▶ _REQUIRED ACTION_
Leaving out all pictures, transcribe exactly the lines between the line with "Question. For every instance of the green tree" and the last line of the records below, both included.

-------- RECORDED INFORMATION

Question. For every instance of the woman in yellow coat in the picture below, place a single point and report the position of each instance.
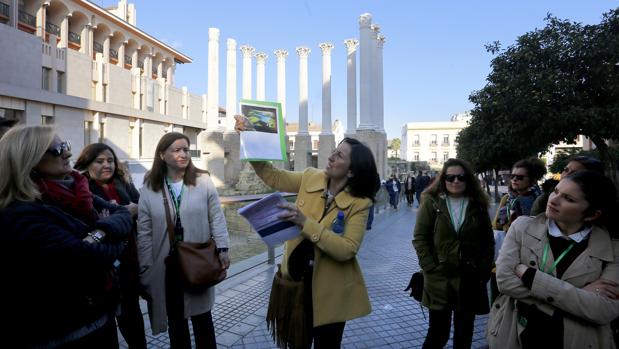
(323, 256)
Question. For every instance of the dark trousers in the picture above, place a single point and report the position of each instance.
(130, 320)
(178, 325)
(105, 337)
(440, 324)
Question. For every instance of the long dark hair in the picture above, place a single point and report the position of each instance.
(601, 194)
(154, 178)
(473, 189)
(90, 153)
(363, 167)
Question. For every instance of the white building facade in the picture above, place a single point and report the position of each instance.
(433, 142)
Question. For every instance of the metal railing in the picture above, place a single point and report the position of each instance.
(97, 47)
(75, 38)
(27, 18)
(5, 9)
(52, 28)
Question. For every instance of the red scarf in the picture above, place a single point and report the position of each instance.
(76, 201)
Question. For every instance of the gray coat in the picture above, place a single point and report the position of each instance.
(587, 322)
(202, 217)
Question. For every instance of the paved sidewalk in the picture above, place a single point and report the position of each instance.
(387, 260)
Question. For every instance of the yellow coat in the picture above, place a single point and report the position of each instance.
(338, 289)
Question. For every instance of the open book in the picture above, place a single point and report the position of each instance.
(263, 214)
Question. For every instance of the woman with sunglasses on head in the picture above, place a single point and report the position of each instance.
(61, 246)
(108, 180)
(454, 243)
(196, 214)
(558, 273)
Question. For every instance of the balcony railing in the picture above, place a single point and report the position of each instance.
(97, 47)
(27, 18)
(4, 9)
(52, 28)
(75, 38)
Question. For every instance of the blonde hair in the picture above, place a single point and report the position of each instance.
(21, 149)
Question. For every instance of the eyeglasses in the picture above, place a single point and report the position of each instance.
(60, 148)
(451, 178)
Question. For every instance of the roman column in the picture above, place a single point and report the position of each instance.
(351, 86)
(248, 52)
(261, 59)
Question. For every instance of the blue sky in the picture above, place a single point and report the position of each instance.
(434, 56)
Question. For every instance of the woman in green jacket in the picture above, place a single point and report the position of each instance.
(455, 245)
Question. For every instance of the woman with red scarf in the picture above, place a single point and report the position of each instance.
(108, 180)
(61, 245)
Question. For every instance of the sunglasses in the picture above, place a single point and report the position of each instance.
(58, 149)
(451, 178)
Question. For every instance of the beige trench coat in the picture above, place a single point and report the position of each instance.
(588, 325)
(202, 217)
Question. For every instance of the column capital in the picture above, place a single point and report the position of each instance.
(326, 48)
(303, 52)
(365, 20)
(247, 51)
(261, 57)
(280, 54)
(213, 33)
(351, 45)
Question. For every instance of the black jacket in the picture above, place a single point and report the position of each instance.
(56, 286)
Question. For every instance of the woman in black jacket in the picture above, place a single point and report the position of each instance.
(108, 180)
(60, 245)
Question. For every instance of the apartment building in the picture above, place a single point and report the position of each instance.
(95, 75)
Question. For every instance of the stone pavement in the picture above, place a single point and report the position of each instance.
(387, 260)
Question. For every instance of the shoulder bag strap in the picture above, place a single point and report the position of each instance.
(170, 224)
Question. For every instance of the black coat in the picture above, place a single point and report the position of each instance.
(56, 286)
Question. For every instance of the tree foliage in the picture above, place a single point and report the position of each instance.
(553, 84)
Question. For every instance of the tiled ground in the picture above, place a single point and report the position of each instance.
(387, 260)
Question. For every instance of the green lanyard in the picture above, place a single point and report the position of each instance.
(456, 223)
(176, 200)
(554, 265)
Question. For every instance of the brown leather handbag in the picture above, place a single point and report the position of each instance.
(197, 264)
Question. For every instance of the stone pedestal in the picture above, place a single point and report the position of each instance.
(212, 146)
(232, 163)
(302, 152)
(326, 144)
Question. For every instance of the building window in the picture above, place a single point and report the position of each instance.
(45, 82)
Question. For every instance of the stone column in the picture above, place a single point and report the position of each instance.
(281, 78)
(230, 84)
(351, 86)
(302, 147)
(213, 80)
(380, 116)
(261, 59)
(326, 142)
(247, 51)
(365, 78)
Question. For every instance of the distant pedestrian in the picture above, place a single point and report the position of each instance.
(197, 215)
(421, 183)
(394, 187)
(455, 245)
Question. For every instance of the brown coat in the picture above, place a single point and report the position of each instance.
(338, 289)
(588, 315)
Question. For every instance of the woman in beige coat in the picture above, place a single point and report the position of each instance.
(558, 273)
(194, 204)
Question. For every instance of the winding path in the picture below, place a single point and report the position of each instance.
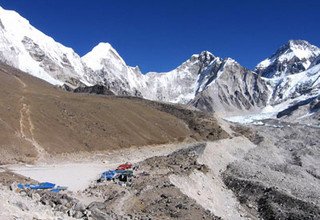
(26, 125)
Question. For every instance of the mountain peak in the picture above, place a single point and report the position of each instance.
(103, 51)
(293, 57)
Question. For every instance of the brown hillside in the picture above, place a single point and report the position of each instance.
(37, 119)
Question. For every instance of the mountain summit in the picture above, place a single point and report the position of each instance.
(205, 81)
(294, 57)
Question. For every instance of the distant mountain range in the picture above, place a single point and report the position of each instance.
(284, 85)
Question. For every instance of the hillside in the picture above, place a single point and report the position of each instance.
(38, 120)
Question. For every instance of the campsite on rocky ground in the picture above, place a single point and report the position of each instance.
(87, 133)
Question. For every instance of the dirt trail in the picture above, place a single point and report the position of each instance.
(26, 125)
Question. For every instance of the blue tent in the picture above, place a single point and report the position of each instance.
(45, 185)
(108, 175)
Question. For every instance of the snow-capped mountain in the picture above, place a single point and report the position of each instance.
(232, 89)
(287, 78)
(26, 48)
(104, 66)
(294, 57)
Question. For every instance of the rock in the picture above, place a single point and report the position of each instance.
(13, 186)
(78, 214)
(22, 206)
(35, 196)
(79, 207)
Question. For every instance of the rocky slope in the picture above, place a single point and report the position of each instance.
(288, 78)
(38, 120)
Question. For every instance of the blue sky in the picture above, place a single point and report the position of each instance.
(160, 35)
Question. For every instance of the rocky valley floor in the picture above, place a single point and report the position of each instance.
(229, 179)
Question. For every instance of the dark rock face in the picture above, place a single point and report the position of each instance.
(236, 88)
(34, 50)
(96, 89)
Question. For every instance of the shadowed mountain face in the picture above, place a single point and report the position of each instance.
(37, 120)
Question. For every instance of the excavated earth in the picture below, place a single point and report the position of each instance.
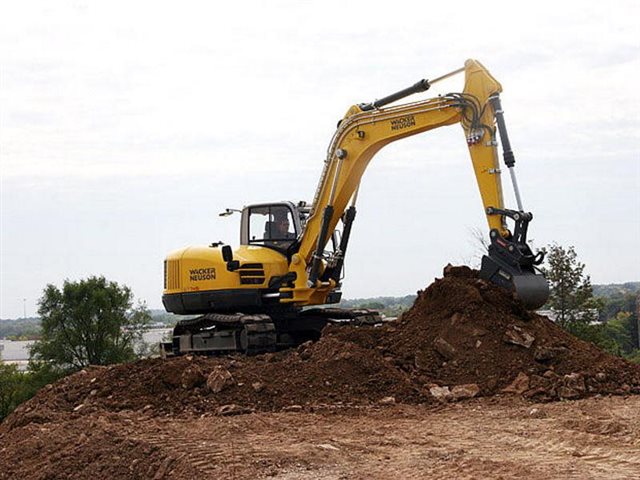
(464, 341)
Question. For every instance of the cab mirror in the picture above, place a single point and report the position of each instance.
(227, 256)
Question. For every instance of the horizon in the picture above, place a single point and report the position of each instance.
(121, 144)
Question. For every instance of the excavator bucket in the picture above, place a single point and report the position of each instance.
(530, 287)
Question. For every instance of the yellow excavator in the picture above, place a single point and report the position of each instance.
(256, 298)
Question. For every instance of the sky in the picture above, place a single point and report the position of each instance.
(126, 127)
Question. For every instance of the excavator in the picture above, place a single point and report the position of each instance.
(276, 289)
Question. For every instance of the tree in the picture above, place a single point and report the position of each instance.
(90, 322)
(571, 295)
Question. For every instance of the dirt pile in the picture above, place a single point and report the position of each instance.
(462, 338)
(463, 330)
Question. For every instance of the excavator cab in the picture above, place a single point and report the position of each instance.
(275, 225)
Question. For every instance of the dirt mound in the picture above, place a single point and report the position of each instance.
(462, 338)
(463, 330)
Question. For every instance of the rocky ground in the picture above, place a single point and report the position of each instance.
(466, 384)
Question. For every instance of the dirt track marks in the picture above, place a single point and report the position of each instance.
(590, 439)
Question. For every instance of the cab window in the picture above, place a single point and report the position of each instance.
(271, 226)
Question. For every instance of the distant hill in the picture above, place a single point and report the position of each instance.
(389, 305)
(616, 290)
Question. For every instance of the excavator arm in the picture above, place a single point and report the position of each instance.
(365, 129)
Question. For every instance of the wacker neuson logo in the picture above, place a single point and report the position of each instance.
(200, 274)
(403, 122)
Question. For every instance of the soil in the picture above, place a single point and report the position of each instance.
(451, 388)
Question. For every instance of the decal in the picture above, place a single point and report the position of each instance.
(201, 274)
(403, 122)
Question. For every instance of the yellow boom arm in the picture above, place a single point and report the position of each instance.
(365, 129)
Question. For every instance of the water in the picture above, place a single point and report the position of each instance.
(18, 352)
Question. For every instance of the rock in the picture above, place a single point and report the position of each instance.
(257, 386)
(219, 379)
(544, 354)
(468, 390)
(192, 377)
(518, 336)
(304, 351)
(292, 408)
(327, 446)
(232, 409)
(519, 385)
(573, 386)
(444, 348)
(442, 394)
(162, 470)
(537, 413)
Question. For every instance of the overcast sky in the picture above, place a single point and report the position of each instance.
(125, 127)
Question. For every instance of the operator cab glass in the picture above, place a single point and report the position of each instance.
(272, 226)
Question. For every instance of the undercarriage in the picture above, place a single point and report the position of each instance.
(251, 334)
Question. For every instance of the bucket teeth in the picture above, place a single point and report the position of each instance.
(531, 288)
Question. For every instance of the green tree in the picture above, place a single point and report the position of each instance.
(571, 295)
(10, 381)
(572, 301)
(89, 322)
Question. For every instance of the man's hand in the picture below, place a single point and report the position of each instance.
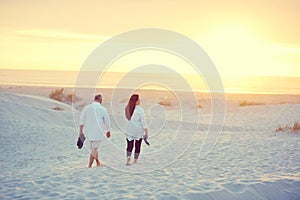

----------------

▶ _OUTPUT_
Question. For every instance of the green tree in the picture above, place a single point and report the position of each instance.
(571, 295)
(10, 381)
(572, 301)
(89, 322)
Question. For every instance of the man's hand in the picture below, place a single point and report the position of each instance.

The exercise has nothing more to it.